* start DOCUMENT PASSAGE *
13
votes

SQL offers a function called coalesce(a, b, c, ...) that returns null if all of its arguments are null, otherwise it returns the first non-null argument.

How would you go about writing something like this in Clojure?

It will be called like this: (coalesce f1 f2 f3 ...) where the fi are forms that should only be evaluated if required. If f1 is non-nil, then f2 should not be evaluated -- it may have side-effects.

Maybe Clojure already offers such a function (or macro).

EDIT: Here a solution that I came up with (modified from Stuart Halloway's Programming Clojure, (and ...) macro on page 206):

(defmacro coalesce
  ([] nil)
  ([x] x)
  ([x & rest] `(let [c# ~x] (if c# c# (coalesce ~@rest)))))

Seems to work.

(defmacro coalesce
  ([] nil)
  ([x] x)
  ([x & rest] `(let [c# ~x] (if (not (nil? c#)) c# (coalesce ~@rest)))))

Fixed.

5

5 Answers

25
votes

What you want is the "or" macro.

Evaluates exprs one at a time, from left to right. If a form returns a logical true value, or returns that value and doesn't evaluate any of the other expressions, otherwise it returns the value of the last expression. (or) returns nil.

http://clojuredocs.org/clojure_core/clojure.core/or

If you only want nil and not false do a rewrite of and and name it coalesce.

Edit:

This could not be done as a function because functions evaluate all their arguments first. This could be done in Haskell because functions are lazy (not 100% sure about the Haskell thing).

4
votes

Based on nickik's answer and "or" clojure macro:

(defmacro coalesce
    ([] nil)
    ([x] x)
    ([x & next]
       `(let [v# ~x]
           (if (not (nil? v#)) v# (coalesce ~@next)))))
3
votes

You could use keep introduced in 1.2:

EDIT: extended answer a little bit. Macro for direct invokations. Helper for eg. apply + lazy seq producing the values.

(defn coalesce*
  [values]
  (first (keep identity values)))

(defmacro coalesce
  [& values]
  `(coalesce* (lazy-list ~@values)))
* end DOCUMENT PASSAGE *
* start DATA SECTION *
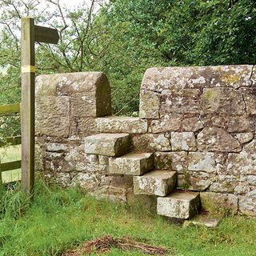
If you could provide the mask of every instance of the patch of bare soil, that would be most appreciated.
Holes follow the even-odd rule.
* end DATA SECTION *
◆ ACTIONS TO TAKE
- A) Quote the Clojure coalesce discussion word for word, starting with "http://clojuredocs.org/clojure_core/clojure.core/or" and going on through "the Haskell thing).".
- B) In the Clojure coalesce discussion, do these statements agree with the text? Answer yes or no to each, and quote the deciding words. (i) The asker's first macro was adapted from a macro in Stuart Halloway's Programming Clojure. (ii) The answer recommending the "or" macro says coalesce could be written as an ordinary function. (iii) One answer says keep was introduced in 1.2.
- C) Continue the Clojure coalesce discussion from its last line.

◆ ANSWERS TO THE EXERCISE
- A)
http://clojuredocs.org/clojure_core/clojure.core/or

If you only want nil and not false do a rewrite of and and name it coalesce.

Edit:

This could not be done as a function because functions evaluate all their arguments first. This could be done in Haskell because functions are lazy (not 100% sure about the Haskell thing).

- B)
(i) Yes: "modified from Stuart Halloway's Programming Clojure, (and ...) macro on page 206"
(ii) No: "This could not be done as a function because functions evaluate all their arguments first."
(iii) Yes: "You could use keep introduced in 1.2"

- C)
However to prevent evaluation of the values one needs some home-grown way.

Ugly:

(lazy-cat [e1] [e2] [e3])

A little more involved but prettier in the code:

(defn lazy-list*
  [& delayed-values]
  (when-let [delayed-values (seq delayed-values)]
    (reify
      clojure.lang.ISeq
      (first [this] @(first delayed-values))
      (next  [this] (lazy-list* (next delayed-values)))
      (more  [this] (or (next this) ())))))

(defmacro lazy-list
  [& values]
  `(lazy-list* ~@(map (fn [v] `(delay ~v)) values))
2
votes

Some function versions of coalesce, if you'd rather avoid macros:

(defn coalesce
  "Returns first non-nil argument."
  [& args]
  (first (keep identity args)))

(defn coalesce-with
  "Returns first argument which passes f."
  [f & args]
  (first (filter f args)))

Usage:

=> (coalesce nil "a" "b")
"a"
=> (coalesce-with not-empty nil "" "123")
"123"

Unlike the spec, this will evaluate all args. Use or or another appropriate macro solution if you want short circuiting evaluation.

0
votes

Perhaps I'm misapprehending the question, but isn't this just the first filtered element?

E.g.:

user=> (first (filter (complement nil?) [nil false :foo]))
false
user=> (first (filter (complement nil?) [nil :foo]))
:foo
user=> (first (filter (complement nil?) []))
nil
user=> (first (filter (complement nil?) nil))
nil

It could be shortened up to:

(defn coalesce [& vals]
  (first (filter (complement nil?) vals)))
user=> (coalesce nil false :foo)
false
user=> (coalesce nil :foo)
:foo
user=> (coalesce nil)
nil
user=> (coalesce)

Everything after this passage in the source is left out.